[[ Provided records open ]]
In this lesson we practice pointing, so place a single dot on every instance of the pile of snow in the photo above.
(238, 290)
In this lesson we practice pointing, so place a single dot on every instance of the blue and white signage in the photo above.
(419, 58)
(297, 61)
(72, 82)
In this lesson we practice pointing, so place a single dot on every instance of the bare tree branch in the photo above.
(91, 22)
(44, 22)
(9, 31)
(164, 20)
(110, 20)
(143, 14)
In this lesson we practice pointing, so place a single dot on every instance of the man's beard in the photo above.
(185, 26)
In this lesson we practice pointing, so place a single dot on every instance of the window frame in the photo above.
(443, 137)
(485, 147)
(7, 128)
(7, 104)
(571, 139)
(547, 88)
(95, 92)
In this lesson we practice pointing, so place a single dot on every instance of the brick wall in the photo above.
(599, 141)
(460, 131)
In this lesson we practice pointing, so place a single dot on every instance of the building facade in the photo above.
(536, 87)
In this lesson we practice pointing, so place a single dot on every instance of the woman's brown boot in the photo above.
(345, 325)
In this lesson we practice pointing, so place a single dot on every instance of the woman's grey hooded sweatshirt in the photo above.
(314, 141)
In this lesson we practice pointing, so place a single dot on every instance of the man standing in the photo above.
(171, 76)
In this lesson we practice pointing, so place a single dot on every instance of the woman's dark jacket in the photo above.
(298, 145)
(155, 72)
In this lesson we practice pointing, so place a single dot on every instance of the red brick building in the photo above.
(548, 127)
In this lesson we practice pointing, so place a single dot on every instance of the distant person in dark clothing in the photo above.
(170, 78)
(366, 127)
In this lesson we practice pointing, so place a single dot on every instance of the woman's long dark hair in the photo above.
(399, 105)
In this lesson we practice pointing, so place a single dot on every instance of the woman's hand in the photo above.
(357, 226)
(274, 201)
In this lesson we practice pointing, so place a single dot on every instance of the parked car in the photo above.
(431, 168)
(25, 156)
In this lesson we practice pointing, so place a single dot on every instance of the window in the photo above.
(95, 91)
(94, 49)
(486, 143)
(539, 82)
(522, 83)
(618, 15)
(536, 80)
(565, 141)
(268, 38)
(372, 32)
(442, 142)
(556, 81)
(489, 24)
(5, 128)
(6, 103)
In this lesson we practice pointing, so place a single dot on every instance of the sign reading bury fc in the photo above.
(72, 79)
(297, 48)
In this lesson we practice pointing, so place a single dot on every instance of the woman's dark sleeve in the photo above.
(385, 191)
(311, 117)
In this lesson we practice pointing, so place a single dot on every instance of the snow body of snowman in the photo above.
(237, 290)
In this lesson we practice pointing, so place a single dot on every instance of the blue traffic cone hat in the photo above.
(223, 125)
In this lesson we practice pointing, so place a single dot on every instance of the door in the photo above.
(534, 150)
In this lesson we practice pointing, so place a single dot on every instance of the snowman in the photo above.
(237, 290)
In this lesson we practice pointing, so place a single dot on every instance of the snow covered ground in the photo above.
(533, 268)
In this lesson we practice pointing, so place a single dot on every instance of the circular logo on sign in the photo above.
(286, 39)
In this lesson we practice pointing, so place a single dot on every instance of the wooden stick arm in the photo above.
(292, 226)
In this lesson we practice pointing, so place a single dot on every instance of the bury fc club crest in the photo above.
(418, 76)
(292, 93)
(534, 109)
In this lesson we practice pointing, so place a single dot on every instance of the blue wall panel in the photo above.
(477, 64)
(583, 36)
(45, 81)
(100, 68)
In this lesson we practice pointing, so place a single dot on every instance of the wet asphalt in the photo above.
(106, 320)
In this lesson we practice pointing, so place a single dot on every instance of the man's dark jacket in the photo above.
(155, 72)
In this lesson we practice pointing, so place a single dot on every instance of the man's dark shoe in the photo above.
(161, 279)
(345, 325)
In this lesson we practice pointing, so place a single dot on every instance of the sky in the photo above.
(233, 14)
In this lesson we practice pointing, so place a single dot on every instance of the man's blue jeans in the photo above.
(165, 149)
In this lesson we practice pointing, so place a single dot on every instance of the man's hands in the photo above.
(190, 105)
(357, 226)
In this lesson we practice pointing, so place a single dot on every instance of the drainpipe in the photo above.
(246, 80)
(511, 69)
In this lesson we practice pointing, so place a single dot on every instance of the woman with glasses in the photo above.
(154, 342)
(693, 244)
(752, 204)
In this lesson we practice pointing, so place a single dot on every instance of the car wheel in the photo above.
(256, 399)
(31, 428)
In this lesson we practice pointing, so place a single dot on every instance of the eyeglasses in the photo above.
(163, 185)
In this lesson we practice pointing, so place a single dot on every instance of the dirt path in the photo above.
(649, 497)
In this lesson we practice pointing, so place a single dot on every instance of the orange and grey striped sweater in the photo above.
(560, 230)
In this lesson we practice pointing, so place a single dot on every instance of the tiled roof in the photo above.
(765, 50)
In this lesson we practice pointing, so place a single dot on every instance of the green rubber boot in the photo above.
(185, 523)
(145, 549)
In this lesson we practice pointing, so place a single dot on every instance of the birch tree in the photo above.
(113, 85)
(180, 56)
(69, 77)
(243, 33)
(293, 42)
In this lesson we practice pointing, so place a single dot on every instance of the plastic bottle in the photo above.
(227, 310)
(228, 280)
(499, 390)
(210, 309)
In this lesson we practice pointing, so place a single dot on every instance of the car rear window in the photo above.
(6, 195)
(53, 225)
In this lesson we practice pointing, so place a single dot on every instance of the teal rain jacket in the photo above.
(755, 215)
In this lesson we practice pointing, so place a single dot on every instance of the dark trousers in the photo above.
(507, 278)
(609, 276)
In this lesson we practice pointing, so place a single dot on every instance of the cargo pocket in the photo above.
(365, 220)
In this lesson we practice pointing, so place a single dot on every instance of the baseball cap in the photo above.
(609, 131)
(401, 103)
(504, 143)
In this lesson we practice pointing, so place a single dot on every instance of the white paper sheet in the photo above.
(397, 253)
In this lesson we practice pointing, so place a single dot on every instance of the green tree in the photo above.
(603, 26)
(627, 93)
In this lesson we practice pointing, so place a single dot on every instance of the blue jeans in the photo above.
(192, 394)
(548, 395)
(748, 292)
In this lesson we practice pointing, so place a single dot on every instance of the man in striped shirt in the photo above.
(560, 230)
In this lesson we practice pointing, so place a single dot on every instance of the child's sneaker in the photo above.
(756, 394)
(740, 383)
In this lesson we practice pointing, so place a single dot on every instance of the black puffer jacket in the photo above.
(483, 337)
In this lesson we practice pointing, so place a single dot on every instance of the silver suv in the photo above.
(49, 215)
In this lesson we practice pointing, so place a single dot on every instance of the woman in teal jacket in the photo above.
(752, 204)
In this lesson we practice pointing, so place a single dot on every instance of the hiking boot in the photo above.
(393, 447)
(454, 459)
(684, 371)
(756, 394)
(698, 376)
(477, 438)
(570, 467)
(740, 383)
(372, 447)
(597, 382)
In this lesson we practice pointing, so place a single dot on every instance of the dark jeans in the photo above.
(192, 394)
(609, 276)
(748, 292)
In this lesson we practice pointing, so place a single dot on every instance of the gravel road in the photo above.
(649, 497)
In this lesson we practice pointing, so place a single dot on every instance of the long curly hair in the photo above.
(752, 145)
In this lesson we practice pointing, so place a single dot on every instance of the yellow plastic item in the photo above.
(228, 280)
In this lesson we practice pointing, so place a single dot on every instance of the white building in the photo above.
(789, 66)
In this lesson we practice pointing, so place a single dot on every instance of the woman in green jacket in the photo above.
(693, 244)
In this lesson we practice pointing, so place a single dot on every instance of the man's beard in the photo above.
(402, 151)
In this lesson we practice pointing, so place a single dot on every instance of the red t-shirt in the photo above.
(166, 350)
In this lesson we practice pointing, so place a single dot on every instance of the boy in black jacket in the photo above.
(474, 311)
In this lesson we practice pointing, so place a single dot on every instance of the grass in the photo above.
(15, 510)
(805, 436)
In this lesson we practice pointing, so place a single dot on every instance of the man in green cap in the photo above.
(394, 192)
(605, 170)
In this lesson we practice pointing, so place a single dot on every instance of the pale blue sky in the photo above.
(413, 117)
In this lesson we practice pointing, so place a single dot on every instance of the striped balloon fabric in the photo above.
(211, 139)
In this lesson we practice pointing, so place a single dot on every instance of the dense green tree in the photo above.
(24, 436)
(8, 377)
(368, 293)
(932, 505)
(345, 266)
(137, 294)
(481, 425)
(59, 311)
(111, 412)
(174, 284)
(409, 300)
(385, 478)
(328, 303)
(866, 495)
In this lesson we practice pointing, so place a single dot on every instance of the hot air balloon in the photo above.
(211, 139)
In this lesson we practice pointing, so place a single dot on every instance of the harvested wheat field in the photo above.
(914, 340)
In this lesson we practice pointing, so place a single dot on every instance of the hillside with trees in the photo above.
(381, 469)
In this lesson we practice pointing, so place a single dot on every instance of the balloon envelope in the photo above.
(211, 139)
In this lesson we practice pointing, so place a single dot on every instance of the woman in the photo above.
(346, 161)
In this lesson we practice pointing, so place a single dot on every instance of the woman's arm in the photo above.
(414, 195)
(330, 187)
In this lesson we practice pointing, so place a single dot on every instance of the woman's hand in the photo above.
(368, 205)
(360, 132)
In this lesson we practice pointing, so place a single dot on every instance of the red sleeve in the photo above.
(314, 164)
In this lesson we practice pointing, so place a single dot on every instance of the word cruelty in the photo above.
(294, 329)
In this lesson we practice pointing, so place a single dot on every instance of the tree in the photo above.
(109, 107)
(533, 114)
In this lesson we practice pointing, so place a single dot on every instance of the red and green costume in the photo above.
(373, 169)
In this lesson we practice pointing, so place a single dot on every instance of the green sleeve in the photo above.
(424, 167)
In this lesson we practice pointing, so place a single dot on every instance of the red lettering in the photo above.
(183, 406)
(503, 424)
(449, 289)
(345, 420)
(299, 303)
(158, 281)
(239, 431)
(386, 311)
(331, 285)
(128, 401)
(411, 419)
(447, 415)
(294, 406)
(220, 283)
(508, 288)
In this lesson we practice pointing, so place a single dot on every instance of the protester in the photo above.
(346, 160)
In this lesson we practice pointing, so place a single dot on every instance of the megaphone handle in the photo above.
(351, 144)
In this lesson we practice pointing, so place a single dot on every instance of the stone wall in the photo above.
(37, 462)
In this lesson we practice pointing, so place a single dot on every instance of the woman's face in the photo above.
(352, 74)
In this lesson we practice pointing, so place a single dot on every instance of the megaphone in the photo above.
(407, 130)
[[ Provided records closed ]]
### Task brief
Only the final stretch of the entries above is needed: print exactly the lines from the line containing "lettering in the photo above." through the last one.

### Result for this task
In this lesson we practice pointing, so place a single dot on every instance of the red lettering in the photo above.
(183, 406)
(503, 424)
(449, 289)
(345, 420)
(299, 303)
(158, 281)
(239, 431)
(386, 311)
(331, 285)
(128, 401)
(411, 419)
(447, 415)
(294, 406)
(220, 283)
(508, 288)
In this lesson we practice pointing, so place a single dot on every instance of the protester in the photo above.
(346, 160)
In this lesson we practice pointing, so place a single dot on every instance of the megaphone handle in the photo above.
(351, 144)
In this lesson we practice pointing, so place a single dot on every instance of the stone wall in the photo above.
(37, 462)
In this lesson we practice pointing, so place a single dot on every instance of the woman's face in the photo above.
(352, 74)
In this lesson we practice pointing, so place a single dot on every instance of the megaphone in the photo above.
(407, 130)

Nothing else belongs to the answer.